Material for the task ::
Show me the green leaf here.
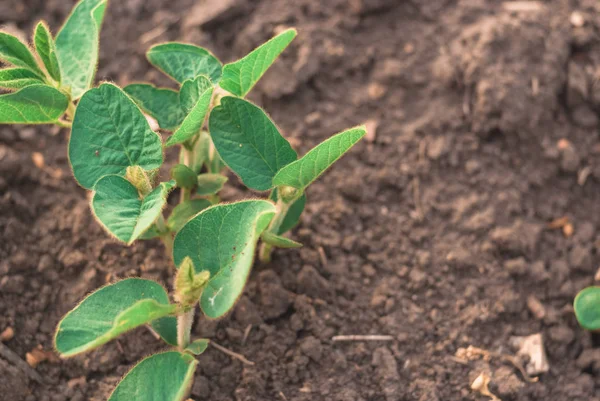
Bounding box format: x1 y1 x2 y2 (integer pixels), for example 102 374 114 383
196 173 228 196
69 83 163 189
138 224 161 240
219 29 297 97
573 287 600 331
0 67 44 89
185 338 210 355
209 96 297 191
33 21 60 82
56 0 107 99
173 200 275 318
108 351 198 401
166 75 214 146
92 174 175 245
261 231 302 248
273 126 367 191
0 85 69 124
0 32 44 78
270 188 306 235
171 164 197 189
146 42 223 83
123 84 185 131
167 199 212 233
152 316 177 347
54 278 177 357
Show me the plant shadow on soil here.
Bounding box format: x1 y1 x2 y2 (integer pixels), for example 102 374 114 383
0 0 600 401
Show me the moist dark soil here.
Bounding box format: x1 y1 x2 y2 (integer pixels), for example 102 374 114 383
0 0 600 401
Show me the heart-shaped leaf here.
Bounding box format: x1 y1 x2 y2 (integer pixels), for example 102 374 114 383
54 278 177 357
166 75 214 146
123 84 185 131
56 0 108 99
167 199 212 233
171 164 197 189
146 42 223 83
261 231 302 248
173 200 275 318
108 351 198 401
196 173 228 196
270 188 306 235
92 174 175 245
152 316 177 347
185 338 210 355
573 287 600 331
69 83 163 189
33 21 60 82
0 32 44 78
209 96 298 191
273 127 367 191
219 29 297 97
0 85 69 124
0 67 44 89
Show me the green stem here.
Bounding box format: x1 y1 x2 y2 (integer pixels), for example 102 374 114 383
156 214 173 258
177 308 194 350
179 145 194 203
66 102 75 121
258 197 293 263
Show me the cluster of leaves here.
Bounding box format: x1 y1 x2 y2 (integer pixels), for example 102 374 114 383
0 0 365 401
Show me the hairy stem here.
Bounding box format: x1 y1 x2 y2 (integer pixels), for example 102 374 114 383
156 214 173 258
177 308 194 350
66 102 75 121
258 197 293 263
179 146 194 203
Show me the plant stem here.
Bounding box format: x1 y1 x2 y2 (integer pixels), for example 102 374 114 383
177 308 194 350
258 197 293 263
179 145 194 203
156 214 173 258
66 102 75 121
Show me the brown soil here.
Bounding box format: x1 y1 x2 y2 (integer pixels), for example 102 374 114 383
0 0 600 401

Exercise requirements ::
Convert every line of the records above into a numbered list, omitting blank lines and leaving the pictures out.

Response below ::
1. Show me the green leaf here.
2. Bounding box format: x1 y1 x2 y2 (integer pixels), for example 102 374 114 383
3. 196 173 228 196
4. 69 83 163 189
5. 138 224 161 240
6. 219 29 297 97
7. 573 287 600 331
8. 0 67 44 89
9. 185 338 210 355
10. 209 96 297 191
11. 33 21 60 82
12. 56 0 107 99
13. 173 200 275 318
14. 108 351 198 401
15. 166 75 214 146
16. 92 174 175 245
17. 261 231 302 248
18. 273 126 367 191
19. 0 85 69 124
20. 0 32 44 78
21. 270 188 306 235
22. 171 164 197 189
23. 146 42 223 83
24. 123 84 185 131
25. 167 199 212 233
26. 152 316 177 347
27. 54 278 177 357
28. Show me the plant shadow on soil here.
29. Bounding box format: x1 y1 x2 y2 (integer pixels), for example 102 374 114 383
30. 0 0 600 401
31. Show me the moist dark soil here.
32. Bounding box format: x1 y1 x2 y2 (integer pixels), for example 102 374 114 383
33. 0 0 600 401
34. Show me the heart-shaped leaf here.
35. Bounding box format: x1 y1 x2 y2 (integer pixels), for example 102 374 114 383
36. 54 278 177 357
37. 166 75 214 146
38. 123 84 185 131
39. 56 0 108 99
40. 167 199 212 233
41. 171 164 197 189
42. 146 42 223 83
43. 261 231 302 248
44. 173 200 275 318
45. 108 351 198 401
46. 196 173 228 196
47. 270 188 306 235
48. 92 174 175 245
49. 152 316 177 347
50. 185 338 210 355
51. 573 287 600 331
52. 69 83 163 189
53. 33 21 60 82
54. 0 32 44 78
55. 209 96 298 191
56. 273 127 367 191
57. 219 29 297 97
58. 0 85 69 124
59. 0 67 44 89
60. Show me the green stem here.
61. Bounding box format: x1 y1 x2 y2 (integer pixels), for example 102 374 114 383
62. 156 214 173 258
63. 177 308 194 350
64. 179 145 194 203
65. 66 102 75 121
66. 258 197 293 263
67. Show me the cluster of leaves here.
68. Bounding box format: x1 y1 x2 y2 (integer pixels), for example 102 374 114 383
69. 0 0 365 401
70. Show me the hairy stem here.
71. Bounding box format: x1 y1 x2 y2 (integer pixels), for example 102 374 114 383
72. 156 214 173 258
73. 177 308 194 350
74. 66 102 75 121
75. 258 197 293 263
76. 179 146 194 203
77. Show me the plant stem here.
78. Bounding box format: x1 y1 x2 y2 (integer pixels), for example 102 374 114 383
79. 177 308 194 350
80. 258 197 293 263
81. 179 145 194 203
82. 156 214 173 258
83. 66 102 75 121
84. Show me the brown soil here.
85. Bounding box format: x1 y1 x2 y2 (integer pixels), for example 102 374 114 383
86. 0 0 600 401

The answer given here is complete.